#### Stated task:
Please copy the material, starting with the line with "Check that each instance of the lantern glass" and going on through the line with "<point>85,99</point>". Replace "lantern" with "lamp" and leave everything else the same.

#### The records:
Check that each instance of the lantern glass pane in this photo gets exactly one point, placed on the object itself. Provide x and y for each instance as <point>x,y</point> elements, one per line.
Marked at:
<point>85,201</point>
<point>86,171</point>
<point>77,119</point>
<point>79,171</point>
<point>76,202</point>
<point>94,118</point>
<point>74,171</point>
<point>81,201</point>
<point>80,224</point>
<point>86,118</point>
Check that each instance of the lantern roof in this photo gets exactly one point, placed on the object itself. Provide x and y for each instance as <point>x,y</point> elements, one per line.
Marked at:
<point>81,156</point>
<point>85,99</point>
---
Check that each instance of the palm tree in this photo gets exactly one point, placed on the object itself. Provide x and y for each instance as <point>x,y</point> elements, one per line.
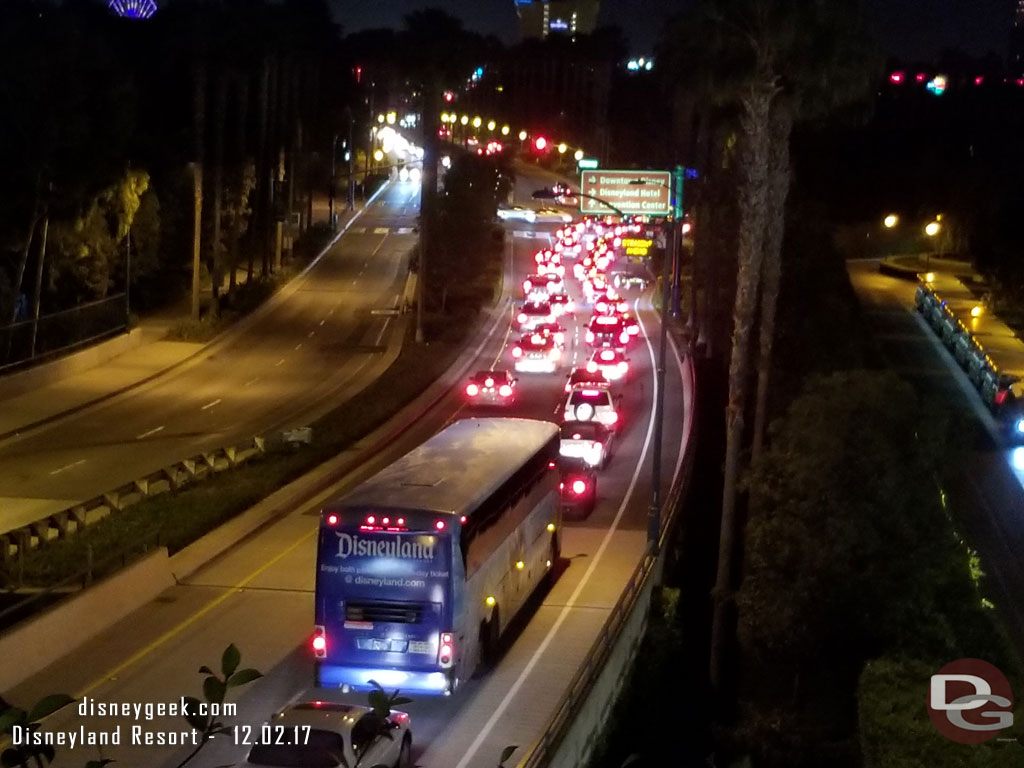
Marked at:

#### Full output:
Check that each instance of the lamp glass pane in this photo gets exactly one point, placed on the object itself. Provide x and y for each instance as <point>x,y</point> elements, one per line.
Marked at:
<point>85,201</point>
<point>86,171</point>
<point>77,119</point>
<point>79,171</point>
<point>76,202</point>
<point>94,118</point>
<point>74,171</point>
<point>81,201</point>
<point>80,224</point>
<point>86,118</point>
Check that each instance of the lamp roof in this photo gets exactly one point, placed on the object itself. Provide x and y for each instance as <point>x,y</point> elements, one per line.
Marked at:
<point>81,156</point>
<point>85,99</point>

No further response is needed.